## Texte fourni:
■ ■ ■ ■ ■ ■ ■

La Colombie est un pays peu connu des philatélistes
français. Ce qui n’empêche que c’est l’un des plus intéressants à spécialiser
qui soient, le plus intéressant peut-être aux prix actuels, qui ne reflètent
que de très loin la rareté indéniable de nombreuses pièces.
L’histoire postale, en particulier, est passionnante et
encore très peu connue, le champ étant libre pour les étudiants spécialistes.
La position géographique de ce pays, en plein centre du continent américain et
à cheval sur les deux océans principaux, marquait à l’avance la Colombie comme
voie de passage et de transit. Et aussi malheureusement d’ennuis politiques
graves, dont le brigandage de Panama n’est que le plus connu. Depuis toujours,
pourrait-on dire, l’isthme servit de voie de passage vers le Pacifique. Un
service postal officiel, par mules, assurait tant bien que mal le
transbordement du courrier, et ceci pendant toute la première partie du XIXe siècle.
Les aléas de ce service étaient tels que le gouvernement britannique obtint en
1845 le droit d’employer ses propres messagers. Les lettres étaient alors
affranchies aux tarifs britanniques et payaient en plus un droit de transit de
2 réales par once, soit un franc or environ. Ces lettres sont très rares,
et d’autant plus recherchées qu’elles comportent en outre des marques postales
d’arrivée des divers pays du Pacifique.
Après la construction du chemin de fer, des services postaux
de transit français et américains entrèrent en compétition avec les
britanniques, mais, dans l’ensemble, malgré de longues controverses avec les
autorités de Colombie et des mesures discriminatoires de la part de celles-ci,
le courrier anglais resta le plus important ; et cela jusqu’à l’adhésion
de la Colombie à l’Union postale en 1881.
Les bureaux anglais de Colombie furent approvisionnés en
timbres britanniques : Panama de 1865 à 1884 ; oblitérés C35, Carthagena,
C56 ou C65 et Santa-Martha, C62, de 1865 à 1881 ; Colon (Aspinwall)
seulement de 1870 à 1881 ; oblitérés E88 et enfin Savanilla, F69, de 1872
à 1881. Comme ailleurs, timbres de 1 penny, quatre et six pence et de un
shilling. L’oblitération Panama est l’une des moins rares d’Amérique latine et
vaut de quatre à six shillings de prime. Colon vient ensuite avec une valeur
double. Les autres bureaux, qui étaient en dehors de la voie de transit
proprement dite, n’ont laissé que très peu de lettres. Savanilla, dont
l’activité fut courte, fut la voie normale vers Barranquilla et la capitale
lors de l’achèvement du chemin de fer en 1871. Malgré cela, ses oblitérations
ne sont pas communes et valent une demi-livre pour le 4 d.,le double
environ pour le 1 d. et le shilling, et au moins deux livres pour le six
pence. Carthagena est de la même rareté que Colon pour les grosses valeurs,
mais très difficile à trouver en petits timbres, lesquels font prime de deux
livres au moins pour le 1 d. et de dix shillings pour le 4 d. Le plus
rare de tous est Santa-Martha, alors bien plus proche du village que de la
ville. Le 4 d. ne vaut guère que quinze shillings, mais les autres valeurs
dépassent largement la livre, surtout le 1 penny, qui est quasi
introuvable.

■ ■ ■ ■ ■ ■ ■

## Entrées listées:
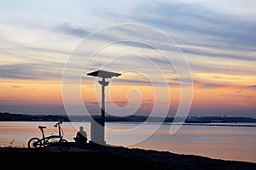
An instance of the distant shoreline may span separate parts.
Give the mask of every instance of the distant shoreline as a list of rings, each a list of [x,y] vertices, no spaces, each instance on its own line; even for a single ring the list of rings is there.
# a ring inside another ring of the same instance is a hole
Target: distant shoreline
[[[0,112],[0,122],[90,122],[92,118],[99,118],[100,116],[70,116],[66,115],[29,115]],[[118,117],[107,116],[106,122],[185,122],[191,125],[201,123],[239,123],[256,122],[256,118],[252,117],[226,117],[226,116],[188,116],[188,117],[148,117],[146,116],[129,116]],[[193,124],[192,124],[193,123]]]

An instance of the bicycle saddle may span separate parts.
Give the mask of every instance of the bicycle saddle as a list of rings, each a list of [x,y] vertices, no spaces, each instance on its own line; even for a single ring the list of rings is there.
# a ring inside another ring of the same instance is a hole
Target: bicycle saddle
[[[43,128],[46,128],[46,127],[38,126],[38,128],[41,128],[41,129],[43,129]]]

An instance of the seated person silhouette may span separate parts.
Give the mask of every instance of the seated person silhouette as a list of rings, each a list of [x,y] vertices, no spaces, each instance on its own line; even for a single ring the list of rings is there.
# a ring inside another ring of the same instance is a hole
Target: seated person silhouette
[[[87,133],[84,131],[84,127],[79,127],[79,131],[77,133],[76,137],[73,138],[76,142],[87,143]]]

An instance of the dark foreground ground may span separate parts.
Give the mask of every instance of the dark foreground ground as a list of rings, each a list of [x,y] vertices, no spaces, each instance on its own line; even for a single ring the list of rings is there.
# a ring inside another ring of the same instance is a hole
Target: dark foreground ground
[[[7,169],[256,169],[256,163],[251,162],[74,143],[64,153],[56,148],[36,151],[27,148],[0,148],[0,164]]]

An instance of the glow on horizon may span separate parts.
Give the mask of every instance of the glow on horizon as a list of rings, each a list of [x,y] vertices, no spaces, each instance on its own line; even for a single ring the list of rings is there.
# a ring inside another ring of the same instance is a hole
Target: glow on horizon
[[[12,112],[14,105],[62,105],[61,74],[78,43],[102,27],[135,22],[166,32],[188,59],[194,81],[190,116],[256,117],[254,1],[238,1],[233,6],[229,5],[232,1],[113,1],[108,2],[106,8],[93,1],[86,4],[83,1],[18,2],[0,3],[3,14],[0,16],[0,111]],[[135,54],[145,51],[146,57],[158,65],[163,63],[151,49],[139,44],[118,44],[99,53],[102,58],[91,68],[96,69],[106,55],[115,56],[124,48],[134,50]],[[167,50],[164,45],[163,49]],[[125,64],[141,65],[136,58],[127,63],[122,60],[114,62],[121,68]],[[147,65],[142,67],[160,88],[161,82],[157,75],[152,75],[154,71]],[[164,69],[171,99],[156,102],[169,102],[173,115],[180,99],[179,84],[173,70]],[[130,73],[113,82],[108,88],[112,99],[106,101],[125,107],[129,101],[127,94],[134,88],[140,91],[141,99],[137,94],[130,96],[130,102],[135,106],[143,102],[142,109],[148,113],[154,105],[154,89],[141,77],[129,82],[132,77]],[[85,105],[96,107],[96,88],[84,83],[81,92]]]

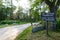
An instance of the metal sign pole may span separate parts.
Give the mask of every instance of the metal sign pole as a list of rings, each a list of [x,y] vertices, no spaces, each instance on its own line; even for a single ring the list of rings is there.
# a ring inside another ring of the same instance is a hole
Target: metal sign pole
[[[46,21],[46,35],[48,36],[48,21]]]

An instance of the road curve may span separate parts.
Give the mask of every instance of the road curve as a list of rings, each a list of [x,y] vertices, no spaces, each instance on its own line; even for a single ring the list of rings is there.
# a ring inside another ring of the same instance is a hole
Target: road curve
[[[21,33],[30,25],[30,23],[27,23],[12,27],[0,28],[0,40],[14,40],[19,33]]]

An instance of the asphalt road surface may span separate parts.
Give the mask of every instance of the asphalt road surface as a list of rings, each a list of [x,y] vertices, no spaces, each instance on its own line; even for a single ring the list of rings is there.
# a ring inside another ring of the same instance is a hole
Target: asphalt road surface
[[[31,24],[15,25],[11,27],[0,28],[0,40],[14,40],[18,34]]]

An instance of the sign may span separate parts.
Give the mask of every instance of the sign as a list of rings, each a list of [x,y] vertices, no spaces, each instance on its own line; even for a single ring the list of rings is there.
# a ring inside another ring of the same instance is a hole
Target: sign
[[[43,21],[55,21],[54,13],[45,13],[45,14],[42,13],[41,19]]]

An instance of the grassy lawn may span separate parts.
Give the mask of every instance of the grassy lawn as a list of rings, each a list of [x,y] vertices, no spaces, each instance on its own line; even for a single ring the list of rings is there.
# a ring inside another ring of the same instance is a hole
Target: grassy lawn
[[[60,40],[60,32],[49,31],[49,36],[46,36],[46,30],[36,33],[31,32],[32,27],[28,27],[15,40]]]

■ ■ ■ ■ ■ ■ ■

## Tâches demandées:
[A] D'après le texte sur l'histoire postale de la Colombie, en quelle année le gouvernement britannique obtint-il le droit d'employer ses propres messagers ?
[B] Recopiez fidèlement le passage du texte sur l'histoire postale de la Colombie qui va de « Les aléas de » jusqu'à « pays du Pacifique. ».
[C] Poursuivez la rédaction du texte sur l'histoire postale de la Colombie à partir de sa dernière phrase.

## Réponses par tâche:
[A] En 1845.

[B]
Les aléas de ce service étaient tels que le gouvernement britannique obtint en
1845 le droit d’employer ses propres messagers. Les lettres étaient alors
affranchies aux tarifs britanniques et payaient en plus un droit de transit de
2 réales par once, soit un franc or environ. Ces lettres sont très rares,
et d’autant plus recherchées qu’elles comportent en outre des marques postales
d’arrivée des divers pays du Pacifique.

[C]
Toutes ces primes sont à multiplier par trois ou quatre pour
les oblitérations semi-rares, par sept ou huit et davantage pour les bureaux
rares, lorsque timbres sur lettres originales, oblitération complète bien
lisible. Par ailleurs, les marques anglaises de transit ont une certaine valeur
par elles-mêmes.
La grande île de Cuba fut longtemps convoitée par les
Anglais, qui s’y implantèrent de très bonne heure. Un centre postal fonctionna
dès 1762, et il fut sans doute très important, car les marques postales de
cette origine, malgré la date éloignée, ne sont considérées que comme
demi-rares. Un bureau consulaire anglais fonctionna dans la première partie du
XIXe siècle à La Havane. Le volume du courrier fut très
important, car il centralisa non seulement celui de l’île, mais aussi transita
celui du Mexique et du Honduras.
Ce bureau fut approvisionné en timbres britanniques de 1867
à 1877, oblitération C 58. Les 4 d. et 1 shilling, qui
correspondaient aux tarifs courants, ne sont pas très rares et, en détachés, ne
valent guère que dix shillings de prime. Par contre, le 1 d. et 6 d.
furent peu utilisés et valent au moins deux livres en détachés, cinq ou six
fois cette prime sur lettres. Un bureau secondaire fonctionna à Santiago de
Cuba, oblitération C 88. Au contraire de La Havane, les basses valeurs
sont les moins rares et valent un peu moins que la livre. Le 6 d. est
vraiment rare plus de deux livres de prime et le shilling encore davantage, et
rarement rencontré. Ces deux timbres sur lettres sont très rares, pour ne pas
dire introuvables.
M. C. WATERMARK.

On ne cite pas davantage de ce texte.